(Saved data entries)
-*-
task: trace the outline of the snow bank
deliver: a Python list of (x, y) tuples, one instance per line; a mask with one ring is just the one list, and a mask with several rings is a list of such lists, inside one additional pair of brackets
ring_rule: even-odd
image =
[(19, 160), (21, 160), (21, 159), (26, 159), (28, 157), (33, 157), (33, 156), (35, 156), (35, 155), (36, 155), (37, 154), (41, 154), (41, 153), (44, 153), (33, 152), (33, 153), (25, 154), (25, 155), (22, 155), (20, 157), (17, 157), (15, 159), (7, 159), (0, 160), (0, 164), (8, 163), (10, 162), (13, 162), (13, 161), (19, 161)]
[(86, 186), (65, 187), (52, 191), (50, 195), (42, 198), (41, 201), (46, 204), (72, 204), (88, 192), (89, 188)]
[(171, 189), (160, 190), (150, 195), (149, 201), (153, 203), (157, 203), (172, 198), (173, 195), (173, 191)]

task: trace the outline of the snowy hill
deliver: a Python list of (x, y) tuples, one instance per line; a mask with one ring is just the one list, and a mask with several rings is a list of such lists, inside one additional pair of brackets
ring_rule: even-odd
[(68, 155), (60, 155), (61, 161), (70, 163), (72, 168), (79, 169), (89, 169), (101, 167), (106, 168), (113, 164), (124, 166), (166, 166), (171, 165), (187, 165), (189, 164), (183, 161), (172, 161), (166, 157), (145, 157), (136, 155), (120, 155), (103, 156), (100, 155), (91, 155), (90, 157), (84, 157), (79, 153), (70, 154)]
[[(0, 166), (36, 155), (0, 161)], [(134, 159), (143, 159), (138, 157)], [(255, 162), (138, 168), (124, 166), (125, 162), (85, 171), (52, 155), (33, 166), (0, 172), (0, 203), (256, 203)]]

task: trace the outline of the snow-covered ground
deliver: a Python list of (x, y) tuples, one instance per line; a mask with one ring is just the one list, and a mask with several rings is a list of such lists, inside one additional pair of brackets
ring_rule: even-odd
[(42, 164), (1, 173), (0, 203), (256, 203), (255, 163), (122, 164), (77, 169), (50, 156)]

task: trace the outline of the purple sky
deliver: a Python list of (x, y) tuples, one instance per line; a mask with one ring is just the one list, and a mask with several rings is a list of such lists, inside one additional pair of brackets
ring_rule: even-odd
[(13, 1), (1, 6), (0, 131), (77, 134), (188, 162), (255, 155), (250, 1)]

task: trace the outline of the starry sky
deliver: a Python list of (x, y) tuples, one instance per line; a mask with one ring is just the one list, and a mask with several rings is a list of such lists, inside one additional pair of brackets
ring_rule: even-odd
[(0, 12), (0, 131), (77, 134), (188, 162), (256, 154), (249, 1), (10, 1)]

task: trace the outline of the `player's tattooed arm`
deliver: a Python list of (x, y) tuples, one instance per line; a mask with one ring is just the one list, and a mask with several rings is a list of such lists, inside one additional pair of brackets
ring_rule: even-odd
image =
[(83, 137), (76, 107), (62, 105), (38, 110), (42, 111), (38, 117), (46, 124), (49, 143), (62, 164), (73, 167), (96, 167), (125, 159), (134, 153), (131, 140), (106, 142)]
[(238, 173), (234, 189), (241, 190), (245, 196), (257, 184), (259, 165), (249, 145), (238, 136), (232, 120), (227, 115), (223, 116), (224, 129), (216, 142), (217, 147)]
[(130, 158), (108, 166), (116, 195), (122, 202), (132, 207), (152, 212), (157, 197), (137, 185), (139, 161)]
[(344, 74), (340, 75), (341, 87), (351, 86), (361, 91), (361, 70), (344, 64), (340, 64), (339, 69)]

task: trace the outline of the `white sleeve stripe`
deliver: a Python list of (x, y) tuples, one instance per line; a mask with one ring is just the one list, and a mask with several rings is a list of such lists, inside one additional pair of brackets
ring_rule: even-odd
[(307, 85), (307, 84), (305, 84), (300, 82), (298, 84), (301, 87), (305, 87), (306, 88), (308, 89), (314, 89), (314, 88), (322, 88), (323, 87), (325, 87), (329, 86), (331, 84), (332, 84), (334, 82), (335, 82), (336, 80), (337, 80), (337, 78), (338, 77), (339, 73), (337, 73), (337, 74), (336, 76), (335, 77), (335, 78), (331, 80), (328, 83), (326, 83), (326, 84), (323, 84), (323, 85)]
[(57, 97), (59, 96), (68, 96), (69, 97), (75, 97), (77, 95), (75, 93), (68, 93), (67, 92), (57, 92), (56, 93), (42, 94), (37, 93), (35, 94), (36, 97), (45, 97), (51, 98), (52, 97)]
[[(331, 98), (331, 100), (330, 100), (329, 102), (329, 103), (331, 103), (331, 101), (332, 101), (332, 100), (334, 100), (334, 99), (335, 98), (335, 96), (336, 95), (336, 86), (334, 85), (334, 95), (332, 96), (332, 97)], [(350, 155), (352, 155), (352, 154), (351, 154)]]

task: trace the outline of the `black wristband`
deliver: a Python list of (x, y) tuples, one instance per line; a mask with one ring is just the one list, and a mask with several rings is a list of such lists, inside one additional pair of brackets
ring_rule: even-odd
-*-
### DIRECTIVE
Rewrite everything from the line containing "task: trace the outline of the purple sky" down to the line containing "(249, 1), (10, 1)]", changing "starry" to "dark" and keeping every other part as it is.

### WRITTEN ANSWER
task: trace the outline of the purple sky
deliver: a Python list of (x, y) tuples, one instance per line; a mask with one ring is just the one list, and a mask with several rings is a list of such lists, inside one additional pair of brackets
ring_rule: even-odd
[(13, 1), (1, 6), (0, 131), (77, 134), (188, 162), (255, 155), (250, 1)]

task: trace the outline of the dark sky
deliver: a Python list of (x, y) tuples, one instance per line; a mask with one ring is just the one list, and a mask with several rings is a list of such lists, inside one additional pair of brackets
ring_rule: even-odd
[(0, 12), (0, 131), (77, 134), (188, 162), (256, 154), (249, 1), (10, 1)]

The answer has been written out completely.